-- BEGIN --
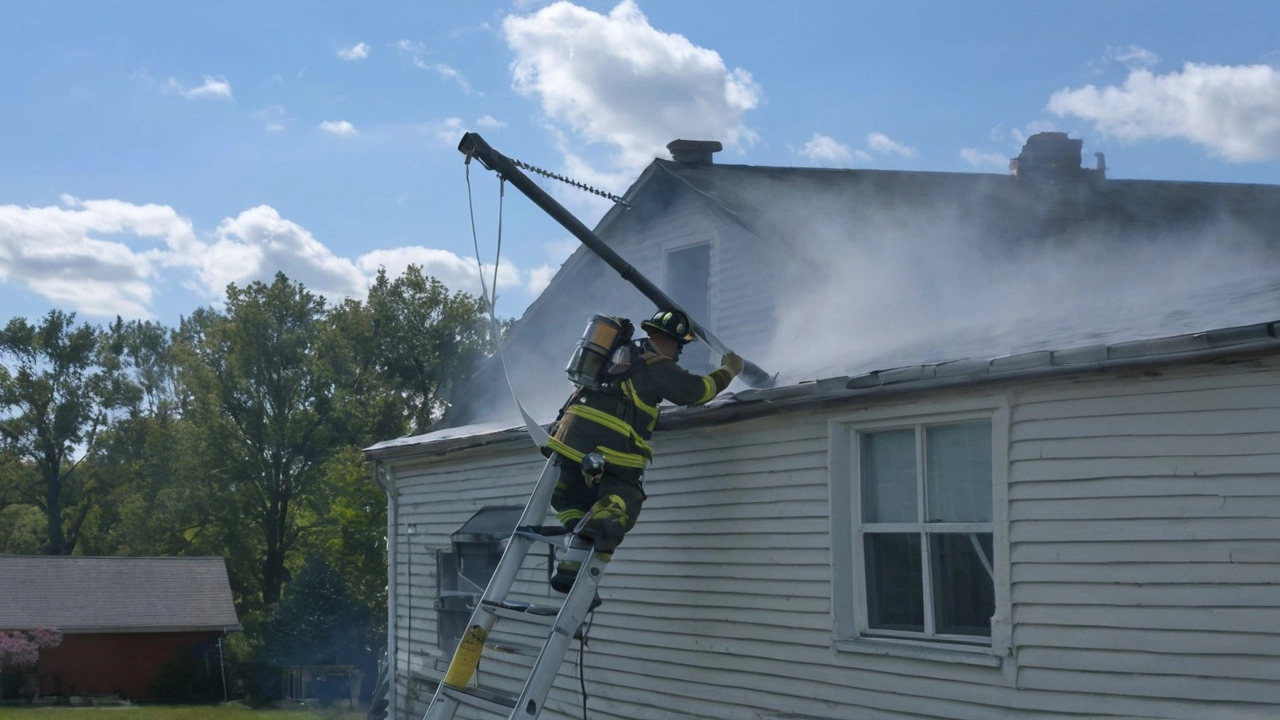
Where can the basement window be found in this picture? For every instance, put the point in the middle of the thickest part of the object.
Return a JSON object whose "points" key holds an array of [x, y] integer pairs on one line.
-- END --
-- BEGIN --
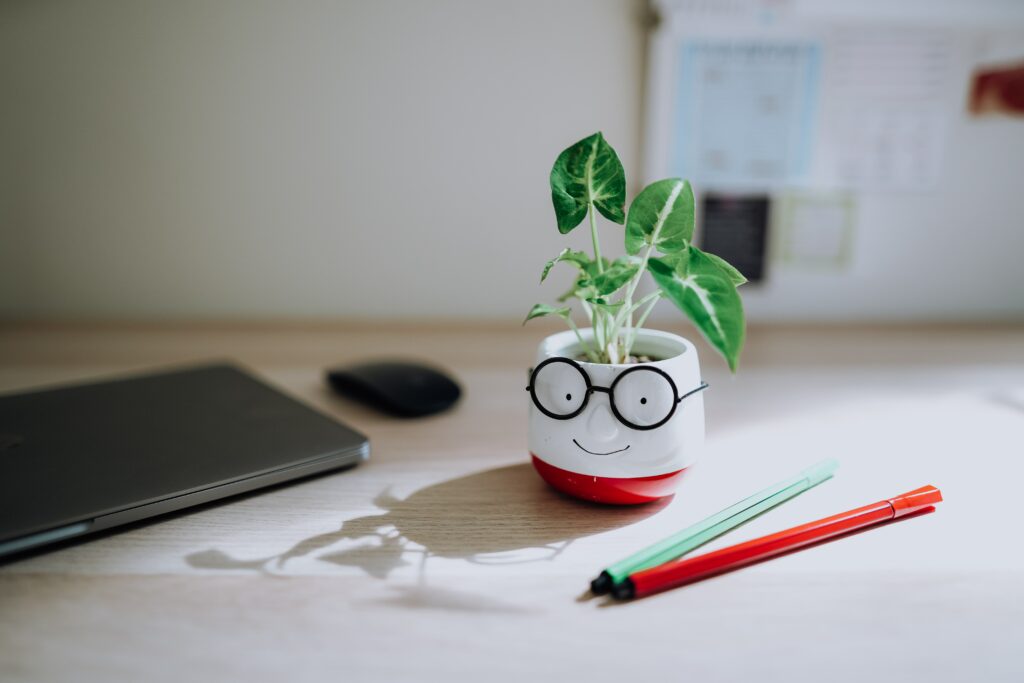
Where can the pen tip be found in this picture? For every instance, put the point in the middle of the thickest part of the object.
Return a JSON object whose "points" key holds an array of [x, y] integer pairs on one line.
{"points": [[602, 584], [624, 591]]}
-- END --
-- BEGIN --
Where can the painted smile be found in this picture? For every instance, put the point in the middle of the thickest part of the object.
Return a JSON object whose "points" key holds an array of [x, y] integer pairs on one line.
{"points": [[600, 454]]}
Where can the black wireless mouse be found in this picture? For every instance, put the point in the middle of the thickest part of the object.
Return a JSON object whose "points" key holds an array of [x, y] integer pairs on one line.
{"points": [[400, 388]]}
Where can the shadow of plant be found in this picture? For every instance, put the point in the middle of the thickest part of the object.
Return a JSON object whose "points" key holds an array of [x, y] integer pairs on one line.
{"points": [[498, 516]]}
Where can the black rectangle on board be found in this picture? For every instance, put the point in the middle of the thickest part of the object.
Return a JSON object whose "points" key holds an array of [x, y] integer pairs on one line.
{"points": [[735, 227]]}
-- END --
GIVEN PROBLEM >>
Locate each line in the data above that contains the string "middle", and copy those lines out.

THE OUTPUT >>
Where can the basement window be found in this picture? For every instance, put the point in the middle of the thickest part of the object.
Where can the pen tip be found in this picture? For every instance, put the point in the middle of the thickest part of the object.
Where can the painted smile be found in this picture? For every instance, put the point in the middle of the thickest part of the object.
Where can the black wireless mouse be found in this picture? For every instance, put the point in the middle of the thickest part of the object.
Where can the shadow of plant be found in this picture? For every instance, put the point in the middle of the thickest part of the object.
Where can the black rectangle on board be found in this picture? For every instance, put the point in the middle of the thickest part of the object.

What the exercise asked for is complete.